**PROBLEM:**
In the data below, find the line containing "Reviewer note: check that each instance of the white"; reproduce that line and all subsequent lines exactly, and nothing else.

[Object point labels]
========

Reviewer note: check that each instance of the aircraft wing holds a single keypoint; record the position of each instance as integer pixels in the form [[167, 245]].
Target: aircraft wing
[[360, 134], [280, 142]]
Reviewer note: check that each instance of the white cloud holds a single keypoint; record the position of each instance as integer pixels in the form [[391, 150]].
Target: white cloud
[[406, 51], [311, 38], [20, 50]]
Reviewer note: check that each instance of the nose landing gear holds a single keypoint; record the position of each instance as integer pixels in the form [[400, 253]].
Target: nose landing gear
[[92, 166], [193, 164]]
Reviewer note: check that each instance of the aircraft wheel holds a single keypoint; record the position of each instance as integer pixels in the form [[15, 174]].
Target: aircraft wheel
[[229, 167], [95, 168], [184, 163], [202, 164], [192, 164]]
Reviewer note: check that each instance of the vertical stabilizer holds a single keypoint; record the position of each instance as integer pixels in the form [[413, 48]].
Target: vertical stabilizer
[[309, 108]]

========

**EXPECTED ANSWER:**
Reviewer note: check that each instance of the white cloud holds a single keypoint; record the position of each instance as integer pixels in the form [[391, 150]].
Target: white cloud
[[406, 51], [311, 38], [20, 50]]
Reviewer note: check that each instance of the nose landing gear holds a single keypoint; record the position of each instance as integer pixels in the form [[400, 253]].
Target: nose landing gear
[[92, 166], [193, 164]]
Reviewer note: check that each instance of the aircraft wheel holds a single keypoint; record the position of each instance as integer pixels in the form [[15, 174]].
Target: aircraft wheel
[[229, 167], [95, 168], [184, 163], [202, 164], [192, 164]]
Reviewer note: check that each instance of the vertical stabilizer holds a single keypoint; record the position of each instance as integer pixels in the form [[413, 48]].
Target: vertical stabilizer
[[309, 108]]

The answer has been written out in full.